A lot of additional blanks will be generated

Open mueller-jens opened this issue 5 years ago • 1 comments

I try to convert a html file to docx using the library. If i try it every blank in the tempate will be converted in a blank in the dockument. I used a template like

       String html="    <html><body><b>Type:</b> <span style='font-size: 10.0pt; font-family: \"Arial\", \"sans-serif\"'>TEXT</span>\n" + 
            "            <br/>\n" + 
            "            <span style='font-size: 10.0pt; font-family: \"Arial\", \"sans-serif\"'>\n" + 
            "               <b> another text: </b><span>10.0</span>\n" + 
            "            </span></body></html>";

        WordprocessingMLPackage wordMLPackage = WordprocessingMLPackage.createPackage();
        
        XHTMLImporterImpl XHTMLImporter = new XHTMLImporterImpl(wordMLPackage);
         
        wordMLPackage.getMainDocumentPart().getContent().addAll( 
            XHTMLImporter.convert( html, null) );
        String docx = XmlUtils.marshaltoString(wordMLPackage
                .getMainDocumentPart().getJaxbElement(), true, true);

        FileOutputStream outputStream = new FileOutputStream("C:/jmu/tmp/generated.docx");
        Save saver = new Save(wordMLPackage); 
        saver.save(outputStream);

And the result looks like:

Type: TEXT             
                              another text: 10.0

expected:

Type: TEXT
another text: 10.0

Apr 16 '20 07:04 mueller-jens

I had the same issue. Also when using an img-Tag.

Looking into the generated docx, I found that attribute space="preserve" seems to be the reason. This attribute is added in XHTMLImporterImpl.java.

I argue to remove this hardcoded "preserve" or make it configurable because whitespace in XML and HTML is ignored in most cases. If one really wants space in unusual places, one could use a non-breaking-space.

Anyway, my workaround is to remove the "preserve" arribute from the generated content:

    private static void removeSpacePreserveRecursive(Object obj)
    {
        if (obj instanceof Text)
        {
            var text = (Text) obj;
            if ("preserve".equals(text.getSpace()))
            {
                text.setSpace(null);
            }
        }
        else if (obj instanceof ContentAccessor)
        {
            ContentAccessor contentAccessor = (ContentAccessor) obj;
            for (Object child : contentAccessor.getContent())
            {
                removeSpacePreserveRecursive(child);
            }
        }
    }

You can call this method, for example, on wordMLPackage.getMainDocumentPart().getJaxbElement().getBody().

Jan 06 '21 08:01 achimmihca

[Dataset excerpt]
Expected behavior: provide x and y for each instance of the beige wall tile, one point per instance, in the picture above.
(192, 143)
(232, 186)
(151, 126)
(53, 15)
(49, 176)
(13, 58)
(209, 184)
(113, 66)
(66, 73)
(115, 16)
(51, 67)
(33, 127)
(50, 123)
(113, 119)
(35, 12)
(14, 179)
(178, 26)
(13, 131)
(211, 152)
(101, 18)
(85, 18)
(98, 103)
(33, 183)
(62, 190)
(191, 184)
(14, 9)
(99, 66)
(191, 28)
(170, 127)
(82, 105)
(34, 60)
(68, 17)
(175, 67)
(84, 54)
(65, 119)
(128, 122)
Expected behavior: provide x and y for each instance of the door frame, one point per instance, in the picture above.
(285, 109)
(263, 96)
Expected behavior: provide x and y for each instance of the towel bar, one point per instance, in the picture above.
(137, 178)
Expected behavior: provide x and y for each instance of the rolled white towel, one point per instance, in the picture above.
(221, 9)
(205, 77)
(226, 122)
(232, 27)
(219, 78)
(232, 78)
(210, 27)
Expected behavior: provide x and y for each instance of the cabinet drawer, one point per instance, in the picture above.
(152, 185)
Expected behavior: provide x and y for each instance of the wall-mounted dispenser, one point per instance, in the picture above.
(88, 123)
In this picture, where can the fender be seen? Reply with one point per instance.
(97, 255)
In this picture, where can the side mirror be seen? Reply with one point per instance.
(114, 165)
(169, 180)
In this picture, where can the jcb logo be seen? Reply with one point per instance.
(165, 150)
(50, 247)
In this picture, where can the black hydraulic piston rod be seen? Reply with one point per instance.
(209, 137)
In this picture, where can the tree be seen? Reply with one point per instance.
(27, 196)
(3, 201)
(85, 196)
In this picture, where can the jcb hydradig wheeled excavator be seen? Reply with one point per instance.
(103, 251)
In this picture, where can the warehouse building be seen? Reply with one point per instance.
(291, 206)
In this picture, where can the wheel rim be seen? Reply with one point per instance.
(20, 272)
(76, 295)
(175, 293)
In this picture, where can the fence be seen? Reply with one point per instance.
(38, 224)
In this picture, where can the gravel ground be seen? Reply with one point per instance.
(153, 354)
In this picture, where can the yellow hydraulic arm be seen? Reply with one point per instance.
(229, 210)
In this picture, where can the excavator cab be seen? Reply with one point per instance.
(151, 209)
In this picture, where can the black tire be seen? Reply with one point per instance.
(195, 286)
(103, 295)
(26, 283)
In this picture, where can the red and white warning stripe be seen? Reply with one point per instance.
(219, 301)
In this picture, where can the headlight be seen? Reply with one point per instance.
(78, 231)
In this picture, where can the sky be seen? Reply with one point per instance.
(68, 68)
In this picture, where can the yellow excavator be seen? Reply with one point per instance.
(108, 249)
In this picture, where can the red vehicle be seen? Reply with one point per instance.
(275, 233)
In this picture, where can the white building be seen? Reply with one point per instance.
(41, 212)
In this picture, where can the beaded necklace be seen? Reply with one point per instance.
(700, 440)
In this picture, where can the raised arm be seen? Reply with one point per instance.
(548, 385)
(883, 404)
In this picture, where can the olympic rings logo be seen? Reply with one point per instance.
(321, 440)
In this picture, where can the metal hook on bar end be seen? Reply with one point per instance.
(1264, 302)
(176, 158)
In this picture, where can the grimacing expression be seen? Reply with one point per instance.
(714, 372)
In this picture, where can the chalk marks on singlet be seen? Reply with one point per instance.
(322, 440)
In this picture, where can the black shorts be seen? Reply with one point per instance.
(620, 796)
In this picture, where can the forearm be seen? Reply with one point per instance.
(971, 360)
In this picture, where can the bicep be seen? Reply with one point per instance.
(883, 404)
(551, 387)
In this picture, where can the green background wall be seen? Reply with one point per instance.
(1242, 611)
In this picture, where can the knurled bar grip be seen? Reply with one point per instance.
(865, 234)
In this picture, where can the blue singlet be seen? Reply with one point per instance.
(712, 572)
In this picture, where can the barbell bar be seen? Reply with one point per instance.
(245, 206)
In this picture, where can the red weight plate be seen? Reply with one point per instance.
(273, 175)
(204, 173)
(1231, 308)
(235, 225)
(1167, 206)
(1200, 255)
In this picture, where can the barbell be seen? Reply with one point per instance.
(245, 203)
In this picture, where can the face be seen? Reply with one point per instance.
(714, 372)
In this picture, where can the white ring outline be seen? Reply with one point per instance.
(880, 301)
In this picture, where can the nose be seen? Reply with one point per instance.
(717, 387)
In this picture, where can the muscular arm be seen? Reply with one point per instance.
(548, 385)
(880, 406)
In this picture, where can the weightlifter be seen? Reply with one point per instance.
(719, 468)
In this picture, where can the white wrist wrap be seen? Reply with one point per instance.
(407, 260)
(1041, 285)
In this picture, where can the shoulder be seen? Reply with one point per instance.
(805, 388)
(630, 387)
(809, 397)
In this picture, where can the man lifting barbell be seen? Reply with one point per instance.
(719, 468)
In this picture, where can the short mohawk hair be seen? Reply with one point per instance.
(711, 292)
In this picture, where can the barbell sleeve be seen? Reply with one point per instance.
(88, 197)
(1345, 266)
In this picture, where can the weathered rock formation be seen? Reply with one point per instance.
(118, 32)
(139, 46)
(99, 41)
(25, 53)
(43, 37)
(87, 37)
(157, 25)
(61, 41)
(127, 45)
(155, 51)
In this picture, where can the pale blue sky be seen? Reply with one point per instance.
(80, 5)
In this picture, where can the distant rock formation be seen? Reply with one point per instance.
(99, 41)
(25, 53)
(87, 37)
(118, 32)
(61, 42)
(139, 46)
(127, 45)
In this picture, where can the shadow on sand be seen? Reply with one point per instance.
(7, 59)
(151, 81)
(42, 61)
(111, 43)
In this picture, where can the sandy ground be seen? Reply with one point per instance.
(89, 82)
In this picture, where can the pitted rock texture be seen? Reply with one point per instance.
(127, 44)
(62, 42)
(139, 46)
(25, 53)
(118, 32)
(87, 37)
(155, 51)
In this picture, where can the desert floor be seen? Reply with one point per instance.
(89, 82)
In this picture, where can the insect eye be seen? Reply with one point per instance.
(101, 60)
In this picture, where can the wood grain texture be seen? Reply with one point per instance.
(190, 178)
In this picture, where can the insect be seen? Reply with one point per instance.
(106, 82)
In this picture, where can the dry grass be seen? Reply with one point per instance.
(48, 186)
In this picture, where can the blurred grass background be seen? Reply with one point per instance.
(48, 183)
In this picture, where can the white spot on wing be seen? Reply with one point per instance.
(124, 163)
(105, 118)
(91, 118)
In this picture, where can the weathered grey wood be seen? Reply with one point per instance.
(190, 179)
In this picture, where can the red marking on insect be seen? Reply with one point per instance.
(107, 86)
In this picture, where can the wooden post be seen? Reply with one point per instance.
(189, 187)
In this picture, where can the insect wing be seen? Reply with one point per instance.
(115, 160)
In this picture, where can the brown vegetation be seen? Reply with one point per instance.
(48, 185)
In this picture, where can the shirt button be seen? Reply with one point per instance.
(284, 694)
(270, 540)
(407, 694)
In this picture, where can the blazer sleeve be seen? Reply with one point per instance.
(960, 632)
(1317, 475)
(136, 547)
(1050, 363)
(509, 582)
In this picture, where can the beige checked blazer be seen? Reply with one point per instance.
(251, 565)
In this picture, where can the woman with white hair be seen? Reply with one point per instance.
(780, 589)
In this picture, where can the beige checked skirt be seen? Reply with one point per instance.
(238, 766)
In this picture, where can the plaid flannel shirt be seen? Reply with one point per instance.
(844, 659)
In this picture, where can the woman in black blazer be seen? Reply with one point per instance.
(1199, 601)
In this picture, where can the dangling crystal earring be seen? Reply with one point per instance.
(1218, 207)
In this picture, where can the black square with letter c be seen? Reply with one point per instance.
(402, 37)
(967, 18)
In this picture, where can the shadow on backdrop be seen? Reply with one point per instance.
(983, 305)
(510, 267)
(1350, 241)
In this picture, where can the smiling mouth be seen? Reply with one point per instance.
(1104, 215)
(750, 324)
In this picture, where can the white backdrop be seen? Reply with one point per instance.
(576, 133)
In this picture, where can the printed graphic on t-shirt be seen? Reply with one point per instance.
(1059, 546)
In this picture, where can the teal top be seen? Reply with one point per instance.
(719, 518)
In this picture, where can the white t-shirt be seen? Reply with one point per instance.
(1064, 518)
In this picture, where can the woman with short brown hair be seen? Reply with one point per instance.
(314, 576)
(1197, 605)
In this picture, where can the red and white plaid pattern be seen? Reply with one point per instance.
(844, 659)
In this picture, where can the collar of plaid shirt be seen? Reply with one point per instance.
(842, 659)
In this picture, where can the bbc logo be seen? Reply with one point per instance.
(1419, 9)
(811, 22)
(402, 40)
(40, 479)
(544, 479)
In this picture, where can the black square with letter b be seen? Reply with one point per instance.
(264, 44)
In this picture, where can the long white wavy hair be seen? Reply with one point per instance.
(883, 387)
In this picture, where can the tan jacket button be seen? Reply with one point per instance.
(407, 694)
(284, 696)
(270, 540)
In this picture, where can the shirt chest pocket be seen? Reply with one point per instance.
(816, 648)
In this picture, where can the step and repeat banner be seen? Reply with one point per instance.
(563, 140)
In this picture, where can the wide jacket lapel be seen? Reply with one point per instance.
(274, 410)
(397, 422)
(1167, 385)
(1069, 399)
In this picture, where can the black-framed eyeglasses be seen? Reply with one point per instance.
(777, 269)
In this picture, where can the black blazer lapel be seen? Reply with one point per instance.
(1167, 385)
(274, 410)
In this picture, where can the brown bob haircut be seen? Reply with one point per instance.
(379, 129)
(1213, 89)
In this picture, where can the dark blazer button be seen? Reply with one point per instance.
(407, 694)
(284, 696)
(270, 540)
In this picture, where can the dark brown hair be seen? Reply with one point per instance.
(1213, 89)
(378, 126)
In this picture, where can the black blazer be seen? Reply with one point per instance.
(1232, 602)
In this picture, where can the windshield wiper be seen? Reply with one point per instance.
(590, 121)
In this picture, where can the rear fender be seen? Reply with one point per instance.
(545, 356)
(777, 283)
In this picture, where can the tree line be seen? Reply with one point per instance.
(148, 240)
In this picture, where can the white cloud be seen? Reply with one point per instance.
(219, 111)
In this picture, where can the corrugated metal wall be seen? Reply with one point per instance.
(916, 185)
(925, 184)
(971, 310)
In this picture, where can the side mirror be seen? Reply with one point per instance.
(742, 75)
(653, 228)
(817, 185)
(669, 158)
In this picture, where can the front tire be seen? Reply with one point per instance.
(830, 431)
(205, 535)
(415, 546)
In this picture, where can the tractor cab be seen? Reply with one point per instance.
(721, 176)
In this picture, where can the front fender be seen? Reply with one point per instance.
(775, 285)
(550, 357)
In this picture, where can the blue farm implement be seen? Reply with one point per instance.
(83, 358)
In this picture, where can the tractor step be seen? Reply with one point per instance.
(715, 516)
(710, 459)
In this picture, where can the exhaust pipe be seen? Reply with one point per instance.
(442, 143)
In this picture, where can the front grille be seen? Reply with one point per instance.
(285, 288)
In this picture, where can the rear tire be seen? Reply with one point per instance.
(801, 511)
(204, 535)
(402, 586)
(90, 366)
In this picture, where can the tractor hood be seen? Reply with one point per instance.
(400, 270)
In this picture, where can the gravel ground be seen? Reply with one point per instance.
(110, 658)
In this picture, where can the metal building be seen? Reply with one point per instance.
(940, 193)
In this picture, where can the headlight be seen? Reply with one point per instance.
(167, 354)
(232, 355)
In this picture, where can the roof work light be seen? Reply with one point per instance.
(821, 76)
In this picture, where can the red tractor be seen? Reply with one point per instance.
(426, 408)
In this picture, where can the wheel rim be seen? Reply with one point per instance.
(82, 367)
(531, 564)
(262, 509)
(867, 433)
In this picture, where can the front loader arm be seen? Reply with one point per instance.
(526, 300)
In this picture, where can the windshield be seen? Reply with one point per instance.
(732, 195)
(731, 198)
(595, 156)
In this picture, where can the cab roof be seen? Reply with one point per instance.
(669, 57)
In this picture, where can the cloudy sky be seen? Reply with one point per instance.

#### What you need to do
Reproduce word for word the portion of the forum thread that begins at "I argue to remove" and stops after "use a non-breaking-space.".

#### Correct result
I argue to remove this hardcoded "preserve" or make it configurable because whitespace in XML and HTML is ignored in most cases. If one really wants space in unusual places, one could use a non-breaking-space.